>>>

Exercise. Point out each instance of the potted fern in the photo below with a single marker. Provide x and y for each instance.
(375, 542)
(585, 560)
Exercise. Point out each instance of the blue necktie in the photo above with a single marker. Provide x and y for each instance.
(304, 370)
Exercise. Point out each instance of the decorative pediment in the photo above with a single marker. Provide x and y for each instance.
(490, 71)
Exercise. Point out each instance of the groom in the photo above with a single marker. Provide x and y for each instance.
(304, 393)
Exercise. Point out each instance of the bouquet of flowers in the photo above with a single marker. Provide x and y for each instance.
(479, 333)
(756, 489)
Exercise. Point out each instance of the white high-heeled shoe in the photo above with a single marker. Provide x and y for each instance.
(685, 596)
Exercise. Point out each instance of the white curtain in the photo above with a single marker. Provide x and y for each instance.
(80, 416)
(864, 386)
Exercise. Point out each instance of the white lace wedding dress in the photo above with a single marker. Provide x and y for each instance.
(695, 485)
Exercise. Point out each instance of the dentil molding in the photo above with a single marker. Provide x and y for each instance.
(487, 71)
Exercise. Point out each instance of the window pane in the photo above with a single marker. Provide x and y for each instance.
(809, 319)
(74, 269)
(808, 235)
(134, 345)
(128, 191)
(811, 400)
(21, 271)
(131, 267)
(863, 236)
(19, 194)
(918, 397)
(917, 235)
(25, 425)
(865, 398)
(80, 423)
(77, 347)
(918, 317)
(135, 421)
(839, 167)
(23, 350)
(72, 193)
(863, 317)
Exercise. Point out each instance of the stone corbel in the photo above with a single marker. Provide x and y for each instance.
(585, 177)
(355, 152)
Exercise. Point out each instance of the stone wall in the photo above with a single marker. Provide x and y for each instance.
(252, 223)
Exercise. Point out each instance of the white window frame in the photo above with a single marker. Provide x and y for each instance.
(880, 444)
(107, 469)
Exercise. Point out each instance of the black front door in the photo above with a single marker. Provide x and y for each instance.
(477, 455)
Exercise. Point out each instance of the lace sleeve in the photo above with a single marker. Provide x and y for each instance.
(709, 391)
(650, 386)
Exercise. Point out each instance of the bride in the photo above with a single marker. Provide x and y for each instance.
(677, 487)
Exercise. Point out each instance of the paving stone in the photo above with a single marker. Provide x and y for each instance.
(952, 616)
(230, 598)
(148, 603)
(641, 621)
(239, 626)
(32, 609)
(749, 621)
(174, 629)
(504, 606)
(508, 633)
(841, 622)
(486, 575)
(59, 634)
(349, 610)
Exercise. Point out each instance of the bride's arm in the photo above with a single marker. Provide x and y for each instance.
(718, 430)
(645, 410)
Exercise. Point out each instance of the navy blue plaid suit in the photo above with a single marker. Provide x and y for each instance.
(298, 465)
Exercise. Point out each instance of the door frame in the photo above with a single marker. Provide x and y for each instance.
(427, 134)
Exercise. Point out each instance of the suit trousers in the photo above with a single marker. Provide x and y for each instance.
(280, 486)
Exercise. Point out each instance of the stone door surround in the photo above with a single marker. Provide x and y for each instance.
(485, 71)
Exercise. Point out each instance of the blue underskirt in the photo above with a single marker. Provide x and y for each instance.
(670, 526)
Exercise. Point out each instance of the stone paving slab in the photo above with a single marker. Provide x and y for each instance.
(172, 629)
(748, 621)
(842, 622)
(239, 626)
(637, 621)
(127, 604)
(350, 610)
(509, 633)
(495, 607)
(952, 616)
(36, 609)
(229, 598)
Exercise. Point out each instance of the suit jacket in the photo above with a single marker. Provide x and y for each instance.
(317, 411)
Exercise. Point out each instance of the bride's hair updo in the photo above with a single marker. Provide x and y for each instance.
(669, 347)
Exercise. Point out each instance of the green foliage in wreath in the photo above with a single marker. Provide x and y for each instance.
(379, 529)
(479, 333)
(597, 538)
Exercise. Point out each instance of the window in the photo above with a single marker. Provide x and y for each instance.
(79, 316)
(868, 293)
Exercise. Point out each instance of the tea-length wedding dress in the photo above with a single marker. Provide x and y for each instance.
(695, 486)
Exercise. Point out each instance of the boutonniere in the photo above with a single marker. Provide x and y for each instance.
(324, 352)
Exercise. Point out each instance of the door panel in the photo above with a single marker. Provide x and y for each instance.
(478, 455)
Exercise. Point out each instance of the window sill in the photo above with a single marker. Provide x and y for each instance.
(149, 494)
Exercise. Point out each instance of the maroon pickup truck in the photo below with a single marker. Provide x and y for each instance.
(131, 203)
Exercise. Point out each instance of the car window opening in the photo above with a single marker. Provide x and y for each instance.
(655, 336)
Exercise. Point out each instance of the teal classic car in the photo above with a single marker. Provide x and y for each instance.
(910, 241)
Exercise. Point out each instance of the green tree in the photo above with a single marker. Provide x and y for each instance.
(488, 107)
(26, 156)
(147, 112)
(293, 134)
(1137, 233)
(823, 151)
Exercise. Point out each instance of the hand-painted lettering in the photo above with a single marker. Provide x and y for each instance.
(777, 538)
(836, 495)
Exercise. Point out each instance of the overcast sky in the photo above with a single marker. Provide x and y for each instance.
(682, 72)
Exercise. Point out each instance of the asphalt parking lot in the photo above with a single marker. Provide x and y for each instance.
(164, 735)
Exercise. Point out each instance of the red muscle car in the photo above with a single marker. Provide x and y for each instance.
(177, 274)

<<<

* **What you should do**:
Copy out the whole listing exactly.

* **Correct result**:
Exercise. Point out each instance of the potted fern in the photo below with a single marker. Provide x and y for each instance.
(375, 542)
(585, 560)
Exercise. Point out each instance of the blue necktie in the photo above with a single marker. Provide x and y for each instance.
(304, 370)
Exercise. Point out each instance of the decorative pediment in the photo above with a single marker. Provide x and y for each instance.
(490, 71)
Exercise. Point out each instance of the groom in the photo above with a single marker. Provide x and y for each instance.
(304, 393)
Exercise. Point out each instance of the bouquet of flowers in the photo above with a single marker. Provide x and y for each instance.
(479, 333)
(756, 489)
Exercise. Point out each instance of the white high-heeled shoe in the photo above with a single marker. Provide x and y for each instance.
(685, 596)
Exercise. Point out each instance of the white curtain in the photo above with a single marker. Provide x and y for each instance.
(80, 416)
(864, 386)
Exercise. Point out each instance of the white lace wedding dress in the photo above with a single marker. Provide x and y for each instance.
(695, 485)
Exercise. Point out each instance of the dentil molding in the photo above with a single marker. Provide x and y for each instance.
(487, 71)
Exercise. Point out each instance of the window pane in the photo above with a single marker. Provide x and y for each instance.
(809, 319)
(74, 269)
(808, 235)
(134, 345)
(128, 191)
(811, 400)
(21, 271)
(131, 267)
(863, 236)
(19, 194)
(918, 397)
(917, 235)
(25, 425)
(865, 398)
(80, 423)
(77, 347)
(918, 317)
(135, 421)
(839, 167)
(23, 350)
(72, 193)
(863, 317)
Exercise. Point out each instance of the stone corbel in the photo above with a single marker. Provide x and y for each instance.
(585, 177)
(355, 152)
Exercise. Point out each instance of the stone wall in the photo above with a single marker. Provide x and y for each instance.
(252, 223)
Exercise. Point out each instance of the white window frame in the photo above with a single marker. Provide x and y for each instance.
(880, 444)
(107, 469)
Exercise. Point out each instance of the black front door in the photo above with a single marker. Provide x and y for each instance.
(477, 455)
Exercise. Point out each instance of the lace sleeve in the photo above with a single marker. Provide x and y for each instance.
(709, 391)
(650, 386)
Exercise. Point out each instance of the bride in the photo above with a single marker. Provide x and y for each instance.
(677, 487)
Exercise. Point out each instance of the paving stone in the photo above with a single marker. Provide x and y for each instance.
(952, 616)
(230, 598)
(148, 603)
(641, 621)
(239, 626)
(32, 609)
(749, 621)
(174, 629)
(504, 606)
(508, 633)
(841, 622)
(486, 575)
(59, 634)
(349, 610)
Exercise. Point out each instance of the bride's arm in the photo above with a single marker. Provide x and y for each instance.
(718, 430)
(645, 410)
Exercise. Point out each instance of the navy blue plaid suit in the photo above with a single marker. Provide x and y for each instance.
(298, 465)
Exercise. Point out each instance of the door frame in the photo above with a single marker. Provide x and y for each instance.
(427, 134)
Exercise. Point out each instance of the suit trousers in the photo above with a single marker. Provide x and y for each instance.
(280, 486)
Exercise. Point out each instance of the stone door surround in the photo above with a single marker. Provide x and y for each instance.
(485, 71)
Exercise. Point out each instance of the blue underskirt in the photo above with a single marker. Provide x and y for each instance.
(670, 526)
Exercise. Point out each instance of the stone paving slab in the photo above with a single marker. Provide x and y for each instance.
(172, 629)
(748, 621)
(842, 622)
(239, 626)
(637, 621)
(127, 604)
(350, 610)
(509, 633)
(495, 607)
(952, 616)
(36, 609)
(229, 598)
Exercise. Point out each instance of the suit jacket in the photo above with a single marker. Provide x and y for each instance.
(317, 411)
Exercise. Point out each instance of the bride's hair updo in the photo above with a single marker. Provide x and y for each instance.
(669, 347)
Exercise. Point out each instance of the green foliage in wreath in the photo above with a single marker. Provide x and y for each instance.
(379, 529)
(479, 333)
(597, 538)
Exercise. Point out each instance of the window in the photo above with a single marker. Provide x and y for each instance.
(79, 316)
(868, 293)
Exercise. Point out each instance of the tea-length wedding dress in the photo above with a single marker. Provide x and y for each instance.
(695, 486)
Exercise. Point out each instance of the boutonniere in the photo above with a single marker. Provide x and y for each instance.
(324, 352)
Exercise. Point out each instance of the door panel in the photo above with a single marker. Provide x and y for each instance.
(478, 455)
Exercise. Point out each instance of the window sill in the photo above with a single marker. Provide x and y for each instance.
(149, 494)
Exercise. Point out each instance of the maroon pickup truck in the photo below with a single marker. Provide x and y for each instance.
(131, 203)
Exercise. Point out each instance of the car window opening in the photo above with a single marker. Provide x and y for each instance.
(655, 336)
Exercise. Point out each instance of the teal classic car in the photo above with a single marker. Provide x and y for each instance.
(910, 241)
Exercise. Point out each instance of the green tree in the photo above with a single marker. Provide x and y for each instance.
(488, 107)
(26, 156)
(147, 112)
(293, 134)
(1137, 233)
(823, 151)
Exercise. Point out each instance of the hand-painted lettering in the photo above with a single marker. Provide x and y for each instance.
(777, 538)
(836, 495)
Exercise. Point out each instance of the overcast sky in the photo above with a single marker. Provide x and y for each instance.
(682, 72)
Exercise. Point out each instance of the asphalt parking lot in the photo above with a single marker. Provide x and y for each instance.
(164, 735)
Exercise. Point out each instance of the red muscle car in the photo above with a single marker. Provide x and y for each instance.
(177, 274)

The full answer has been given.